▸ **Source extract**:
# # # # # # #
Export citation and abstract BibTeX RIS
1. Introduction
Our aim is to detect long-lasting gravitational-wave (GW) transients (lasting seconds to weeks) in the presence of 'glitches': non-stationary noise artifacts that contaminate the otherwise approximately Gaussian strain noise in GW interferometers. We focus our attention on the cross-correlation method of [1], though, it may be possible to extend this formalism to other search algorithms as well—a topic of ongoing research. Possible sources of long GW transients include convection in proto-neutron stars [2–7], rotational instabilities associated with nascent neutron stars [2, 8–13], instabilities in the disks of accreting systems [14–17], neutron star glitches [18], soft gamma repeaters/anomalous x-ray binaries [19–25] and dynamically formed black hole binaries [26–29].
Glitches can arise from environmental contamination such as mechanical vibrations, electromagnetic disturbances, circuit breaker trips, power shorts and asymmetric photodiode response [30]. While some glitches can be identified and removed by comparing GW strain channels with environmental and sub-system monitoring channels, many remain after the first stages of data cleaning (see, e.g., [30–37]). These remaining glitches require special attention for two reasons. First, a high glitch rate can diminish the sensitivity of a search by raising the threshold required for an event to be statistically significant3. Indeed, below we shall show a realistic example wherein the required signal power for a p = 0.1% false alarm probability event drops two-fold when we use our algorithm to remove glitchy segments from GW data. This level of improvement is not achievable with the application of existing data-quality flags. Second, robust glitch identification methods can improve our confidence in a GW candidate if it does not resemble non-stationary noise.
We describe an algorithm to check the consistency of the auto-power from two terrestrial GW detectors to identify glitches in searches using the cross-power statistic described in [1]. (Throughout, we use the expressions 'auto-power' and 'cross-power' instead of 'power spectrum', which can refer to either.) We demonstrate the ability of the algorithm to improve the sensitivity of targeted searches by cleaning real interferometer data to a level approaching optimally well-behaved Gaussian noise.
# # # # # # #
(Dataset entries)
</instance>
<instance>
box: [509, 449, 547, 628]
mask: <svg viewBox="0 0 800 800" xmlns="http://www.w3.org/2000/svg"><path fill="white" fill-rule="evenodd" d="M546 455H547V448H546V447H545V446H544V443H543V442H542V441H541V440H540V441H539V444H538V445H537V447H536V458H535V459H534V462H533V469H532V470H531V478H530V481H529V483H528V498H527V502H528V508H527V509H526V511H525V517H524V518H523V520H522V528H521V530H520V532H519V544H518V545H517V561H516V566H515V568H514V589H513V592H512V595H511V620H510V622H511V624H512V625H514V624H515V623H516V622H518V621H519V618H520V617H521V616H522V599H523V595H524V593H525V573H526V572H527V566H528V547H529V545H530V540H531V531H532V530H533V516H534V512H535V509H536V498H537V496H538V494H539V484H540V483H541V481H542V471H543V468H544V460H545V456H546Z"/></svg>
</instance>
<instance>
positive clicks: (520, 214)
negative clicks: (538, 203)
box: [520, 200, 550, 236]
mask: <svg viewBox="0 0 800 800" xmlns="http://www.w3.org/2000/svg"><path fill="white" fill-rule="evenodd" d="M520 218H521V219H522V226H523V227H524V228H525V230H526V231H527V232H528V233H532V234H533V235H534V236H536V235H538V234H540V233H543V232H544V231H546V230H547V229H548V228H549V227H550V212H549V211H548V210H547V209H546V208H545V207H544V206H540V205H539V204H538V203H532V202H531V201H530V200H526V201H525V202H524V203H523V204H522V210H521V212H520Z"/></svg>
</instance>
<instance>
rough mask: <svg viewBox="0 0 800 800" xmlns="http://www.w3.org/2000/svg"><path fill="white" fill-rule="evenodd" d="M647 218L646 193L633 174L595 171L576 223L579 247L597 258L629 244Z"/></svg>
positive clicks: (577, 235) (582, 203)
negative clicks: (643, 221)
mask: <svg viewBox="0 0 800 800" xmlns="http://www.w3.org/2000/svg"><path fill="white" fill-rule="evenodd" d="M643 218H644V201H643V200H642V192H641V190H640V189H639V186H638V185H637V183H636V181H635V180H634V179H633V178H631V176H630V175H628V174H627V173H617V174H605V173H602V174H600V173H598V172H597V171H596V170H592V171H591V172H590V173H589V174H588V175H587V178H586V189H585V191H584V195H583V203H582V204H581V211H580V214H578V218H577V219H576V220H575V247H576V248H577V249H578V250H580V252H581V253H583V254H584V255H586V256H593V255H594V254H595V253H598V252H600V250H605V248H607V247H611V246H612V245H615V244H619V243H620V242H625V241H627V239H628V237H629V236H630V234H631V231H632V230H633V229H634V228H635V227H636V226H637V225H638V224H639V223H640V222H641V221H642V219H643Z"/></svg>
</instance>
# # # # # # #
▸ **Problem statement**:
Reproduce the passage of the gravitational-wave glitch excerpt between "We describe an" and "well-behaved Gaussian noise.", inclusive. You won't need the dataset entries for any of this.

▸ **Exercise solution**:
We describe an algorithm to check the consistency of the auto-power from two terrestrial GW detectors to identify glitches in searches using the cross-power statistic described in [1]. (Throughout, we use the expressions 'auto-power' and 'cross-power' instead of 'power spectrum', which can refer to either.) We demonstrate the ability of the algorithm to improve the sensitivity of targeted searches by cleaning real interferometer data to a level approaching optimally well-behaved Gaussian noise.